## Stated problem
Repeat the data below exactly, dropping any pictures it holds.

# START OF Available data

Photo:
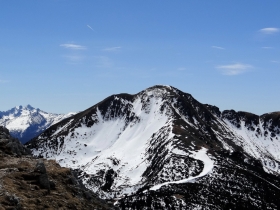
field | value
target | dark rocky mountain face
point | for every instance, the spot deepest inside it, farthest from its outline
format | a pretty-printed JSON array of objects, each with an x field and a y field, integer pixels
[
  {"x": 30, "y": 183},
  {"x": 25, "y": 123},
  {"x": 162, "y": 149}
]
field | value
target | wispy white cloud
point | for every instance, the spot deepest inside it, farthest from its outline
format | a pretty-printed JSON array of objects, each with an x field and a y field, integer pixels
[
  {"x": 103, "y": 62},
  {"x": 3, "y": 81},
  {"x": 217, "y": 47},
  {"x": 181, "y": 69},
  {"x": 269, "y": 30},
  {"x": 112, "y": 49},
  {"x": 90, "y": 27},
  {"x": 74, "y": 58},
  {"x": 73, "y": 46},
  {"x": 234, "y": 69}
]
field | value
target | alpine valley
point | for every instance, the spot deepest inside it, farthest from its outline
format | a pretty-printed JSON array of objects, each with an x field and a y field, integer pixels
[
  {"x": 27, "y": 122},
  {"x": 162, "y": 149}
]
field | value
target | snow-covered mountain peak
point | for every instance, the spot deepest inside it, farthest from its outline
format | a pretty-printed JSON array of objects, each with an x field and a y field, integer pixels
[
  {"x": 158, "y": 137},
  {"x": 26, "y": 122}
]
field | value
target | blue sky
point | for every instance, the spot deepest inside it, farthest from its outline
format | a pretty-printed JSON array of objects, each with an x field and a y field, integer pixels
[{"x": 66, "y": 55}]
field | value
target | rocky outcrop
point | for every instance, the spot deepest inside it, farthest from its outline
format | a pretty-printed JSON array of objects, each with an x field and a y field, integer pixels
[
  {"x": 10, "y": 145},
  {"x": 30, "y": 183}
]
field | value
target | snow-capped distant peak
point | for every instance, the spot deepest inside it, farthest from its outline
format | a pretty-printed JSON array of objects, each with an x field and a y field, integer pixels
[{"x": 26, "y": 122}]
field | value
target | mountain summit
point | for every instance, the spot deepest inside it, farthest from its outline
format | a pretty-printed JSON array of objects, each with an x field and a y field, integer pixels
[
  {"x": 162, "y": 147},
  {"x": 26, "y": 122}
]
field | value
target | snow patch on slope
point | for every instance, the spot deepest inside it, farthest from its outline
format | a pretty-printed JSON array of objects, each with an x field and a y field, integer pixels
[{"x": 208, "y": 166}]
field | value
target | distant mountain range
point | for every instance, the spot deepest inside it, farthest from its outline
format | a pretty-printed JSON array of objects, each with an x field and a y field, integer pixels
[
  {"x": 27, "y": 122},
  {"x": 162, "y": 149}
]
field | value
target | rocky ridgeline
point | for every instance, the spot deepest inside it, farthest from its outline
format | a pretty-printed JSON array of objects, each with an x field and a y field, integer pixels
[{"x": 30, "y": 183}]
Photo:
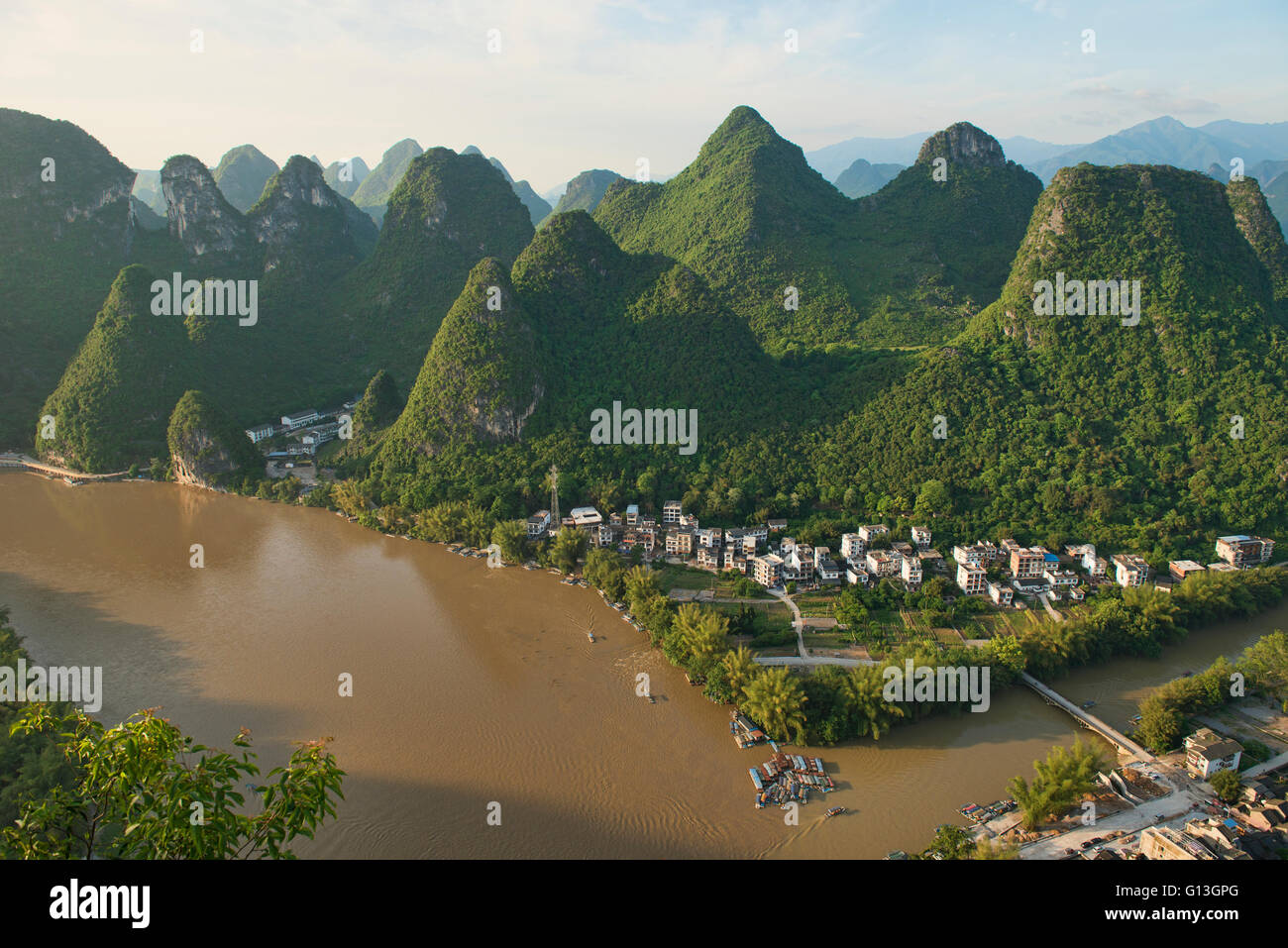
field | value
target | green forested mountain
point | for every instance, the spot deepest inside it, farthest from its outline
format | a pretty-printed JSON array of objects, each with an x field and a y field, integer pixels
[
  {"x": 114, "y": 402},
  {"x": 327, "y": 314},
  {"x": 241, "y": 175},
  {"x": 1055, "y": 423},
  {"x": 481, "y": 380},
  {"x": 205, "y": 446},
  {"x": 903, "y": 266},
  {"x": 64, "y": 232},
  {"x": 587, "y": 191},
  {"x": 376, "y": 188},
  {"x": 344, "y": 176},
  {"x": 1076, "y": 425},
  {"x": 863, "y": 178}
]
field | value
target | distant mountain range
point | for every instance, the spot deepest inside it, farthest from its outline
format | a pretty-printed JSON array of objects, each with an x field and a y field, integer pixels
[
  {"x": 822, "y": 339},
  {"x": 1210, "y": 149}
]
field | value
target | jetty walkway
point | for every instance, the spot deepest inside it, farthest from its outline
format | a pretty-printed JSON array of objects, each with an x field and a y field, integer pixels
[{"x": 1119, "y": 740}]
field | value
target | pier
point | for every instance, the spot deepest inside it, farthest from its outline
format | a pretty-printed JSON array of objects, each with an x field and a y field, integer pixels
[
  {"x": 11, "y": 460},
  {"x": 1119, "y": 740}
]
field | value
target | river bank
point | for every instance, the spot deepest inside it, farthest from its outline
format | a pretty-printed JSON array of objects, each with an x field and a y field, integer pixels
[{"x": 471, "y": 685}]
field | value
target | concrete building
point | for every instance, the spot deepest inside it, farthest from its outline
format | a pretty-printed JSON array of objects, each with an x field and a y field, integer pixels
[
  {"x": 1243, "y": 552},
  {"x": 1162, "y": 843},
  {"x": 971, "y": 579},
  {"x": 768, "y": 570},
  {"x": 1206, "y": 753},
  {"x": 1180, "y": 569},
  {"x": 881, "y": 562},
  {"x": 261, "y": 432},
  {"x": 1129, "y": 570},
  {"x": 539, "y": 523},
  {"x": 1000, "y": 592},
  {"x": 1028, "y": 563},
  {"x": 853, "y": 546},
  {"x": 299, "y": 419}
]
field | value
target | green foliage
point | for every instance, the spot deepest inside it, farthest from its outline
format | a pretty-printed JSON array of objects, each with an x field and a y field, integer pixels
[
  {"x": 31, "y": 764},
  {"x": 147, "y": 791},
  {"x": 241, "y": 175},
  {"x": 568, "y": 545},
  {"x": 777, "y": 700},
  {"x": 205, "y": 443},
  {"x": 1061, "y": 780},
  {"x": 1263, "y": 666}
]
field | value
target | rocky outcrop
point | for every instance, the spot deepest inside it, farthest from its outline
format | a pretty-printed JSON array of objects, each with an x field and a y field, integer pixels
[
  {"x": 962, "y": 145},
  {"x": 301, "y": 217},
  {"x": 198, "y": 214},
  {"x": 205, "y": 447}
]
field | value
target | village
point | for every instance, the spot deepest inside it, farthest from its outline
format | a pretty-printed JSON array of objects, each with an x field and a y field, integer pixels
[
  {"x": 294, "y": 441},
  {"x": 999, "y": 572}
]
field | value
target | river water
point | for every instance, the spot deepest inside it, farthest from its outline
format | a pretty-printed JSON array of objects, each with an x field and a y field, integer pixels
[{"x": 472, "y": 686}]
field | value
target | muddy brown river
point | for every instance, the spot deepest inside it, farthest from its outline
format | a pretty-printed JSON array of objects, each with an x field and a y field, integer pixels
[{"x": 471, "y": 685}]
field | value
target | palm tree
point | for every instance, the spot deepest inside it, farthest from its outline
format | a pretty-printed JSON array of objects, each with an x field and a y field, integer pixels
[
  {"x": 864, "y": 691},
  {"x": 739, "y": 669},
  {"x": 777, "y": 700}
]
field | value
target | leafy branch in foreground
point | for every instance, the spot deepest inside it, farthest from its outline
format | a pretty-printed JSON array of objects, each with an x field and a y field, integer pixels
[{"x": 145, "y": 790}]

# END OF Available data

## Exercise output
Photo:
field | value
target | dark rocky mountain face
point | for every instance, the spot deepest inside it, farthest from its outline
format | a pretty-printed JSON array of objects, each with an x field and a y field, integer pixels
[
  {"x": 30, "y": 183},
  {"x": 25, "y": 123},
  {"x": 162, "y": 149}
]
field | value
target | wispy white cloud
point | for every instance, the spot deepest inside it, farthest from its outline
format | a pretty-printed JSON array of objects, each with an x field and a y field, integer pixels
[
  {"x": 103, "y": 62},
  {"x": 3, "y": 81},
  {"x": 217, "y": 47},
  {"x": 181, "y": 69},
  {"x": 269, "y": 30},
  {"x": 112, "y": 49},
  {"x": 90, "y": 27},
  {"x": 74, "y": 58},
  {"x": 73, "y": 46},
  {"x": 234, "y": 69}
]
field | value
target | alpine valley
point | for every instance, the spot deepest inside it, farthest from its outline
format | a pretty-printed JSON array of objects, each with an x field and a y field, integer pixels
[
  {"x": 27, "y": 122},
  {"x": 162, "y": 149}
]
field | value
target | snow-covered mountain peak
point | for every instance, the spot deepest inside it, farthest from its outline
format | a pretty-printed JSON array of objects, each with an x field and a y field, integer pixels
[
  {"x": 158, "y": 137},
  {"x": 26, "y": 122}
]
field | value
target | blue sky
point | for every instance, the spot deepest inside it, farthest from its outline
format | a pretty-printed JSON array of objects, each with an x field and a y field, integer pixels
[{"x": 66, "y": 55}]
field | value
target | rocky outcrop
point | for every instance, the spot deepest inside it, farthest from its outline
format | a pretty-printed JSON array of objects, each with an x field and a y field, integer pixels
[
  {"x": 10, "y": 145},
  {"x": 30, "y": 183}
]
field | value
target | snow-capped distant peak
point | for every instance, the spot deepest inside it, farthest from its outline
format | a pretty-printed JSON array of objects, each with an x field and a y field, integer pixels
[{"x": 26, "y": 122}]
field | value
target | mountain summit
point | for every instance, the spot deepest inside it, farthest from its outline
format | a pretty-printed JSON array of objects, each with an x field and a y field, integer pixels
[
  {"x": 162, "y": 147},
  {"x": 26, "y": 122}
]
field | value
target | snow patch on slope
point | for every instance, the spot deepest inside it, farthest from its outline
format | a pretty-printed JSON array of objects, each with an x field and a y field, integer pixels
[{"x": 208, "y": 166}]
field | value
target | distant mountain range
point | for every instance, the spot deepest inside it, farthest from its outline
format | a pretty-printed JSON array of objects, each with an x field and a y field, integer pixels
[
  {"x": 27, "y": 122},
  {"x": 162, "y": 149}
]
field | value
target | rocky ridgeline
point | for every instance, the spot deepest inside it, farthest from its outline
format | a pretty-printed JSON array of objects, each with an x field and a y field, integer pixels
[{"x": 30, "y": 183}]
Photo:
field | value
target | green forested mountain
point | for every instance, the spot deepest inside it, farthest from its outline
format | a pretty-printed JSON array of objects, each with an x field and a y field, integer pixels
[
  {"x": 114, "y": 402},
  {"x": 327, "y": 314},
  {"x": 241, "y": 175},
  {"x": 1055, "y": 423},
  {"x": 481, "y": 380},
  {"x": 205, "y": 446},
  {"x": 903, "y": 266},
  {"x": 64, "y": 232},
  {"x": 587, "y": 191},
  {"x": 376, "y": 188},
  {"x": 344, "y": 176},
  {"x": 1076, "y": 425},
  {"x": 863, "y": 178}
]
field | value
target | distant mountain range
point | for every instance, the spot deepest inside it, farthest from its outline
format | a pretty-printed JSON array of objects, each with an x field and a y field, integer pixels
[
  {"x": 822, "y": 339},
  {"x": 1210, "y": 149}
]
field | value
target | jetty walkway
point | for every instance, the spot deepest inside it, farthest from its outline
format | a pretty-printed JSON array of objects, each with an x field and a y field, integer pixels
[{"x": 1119, "y": 740}]
field | value
target | pier
point | for every instance, the spot deepest inside it, farthest from its outline
format | a pretty-printed JSON array of objects, each with an x field and a y field, integer pixels
[
  {"x": 11, "y": 460},
  {"x": 1119, "y": 740}
]
field | value
target | river bank
point | for every instance, the spot deepest inside it, farthest from its outline
format | a pretty-printed JSON array of objects, each with an x field and a y field, integer pixels
[{"x": 471, "y": 685}]
field | value
target | concrete building
point | for every instance, the spot deepest inside it, farthest from its outline
format | a pretty-printed JSON array of objects, each with an x field and a y field, integer pixels
[
  {"x": 1243, "y": 552},
  {"x": 1162, "y": 843},
  {"x": 971, "y": 579},
  {"x": 768, "y": 570},
  {"x": 1206, "y": 753},
  {"x": 1180, "y": 569},
  {"x": 881, "y": 562},
  {"x": 261, "y": 432},
  {"x": 1129, "y": 570},
  {"x": 539, "y": 523},
  {"x": 1000, "y": 592},
  {"x": 1028, "y": 563},
  {"x": 853, "y": 546},
  {"x": 299, "y": 419}
]
field | value
target | green foliage
point | for every instance, the spot deepest inside it, farthest from its outline
format | a pretty-printed JSON array of objects, each with an x field and a y field, integer pixels
[
  {"x": 31, "y": 764},
  {"x": 147, "y": 791},
  {"x": 241, "y": 175},
  {"x": 568, "y": 545},
  {"x": 777, "y": 700},
  {"x": 205, "y": 443},
  {"x": 1061, "y": 780},
  {"x": 1263, "y": 666}
]
field | value
target | rocky outcrop
point | for every instance, the spot deepest inside it, farthest from its outline
format | a pretty-printed JSON array of objects, each with an x field and a y field, integer pixels
[
  {"x": 962, "y": 145},
  {"x": 301, "y": 217},
  {"x": 198, "y": 214},
  {"x": 205, "y": 447}
]
field | value
target | village
point | for every instance, the spot deepest inside it, farthest from its outline
format | a pretty-printed JSON array of objects, each with an x field and a y field, integer pixels
[
  {"x": 294, "y": 441},
  {"x": 999, "y": 572}
]
field | value
target | river water
point | for every instance, the spot deepest inside it, farthest from its outline
format | a pretty-printed JSON array of objects, each with an x field and a y field, integer pixels
[{"x": 472, "y": 686}]
field | value
target | muddy brown river
point | for every instance, the spot deepest inside it, farthest from its outline
format | a pretty-printed JSON array of objects, each with an x field and a y field, integer pixels
[{"x": 471, "y": 685}]
field | value
target | palm tree
point | for every instance, the spot deepest inside it, farthest from its outline
format | a pretty-printed JSON array of objects, each with an x field and a y field, integer pixels
[
  {"x": 864, "y": 691},
  {"x": 739, "y": 669},
  {"x": 777, "y": 700}
]
field | value
target | leafy branch in foreground
point | for every instance, the spot deepest inside it, farthest from its outline
format | a pretty-printed JSON array of objects, each with an x field and a y field, integer pixels
[{"x": 145, "y": 790}]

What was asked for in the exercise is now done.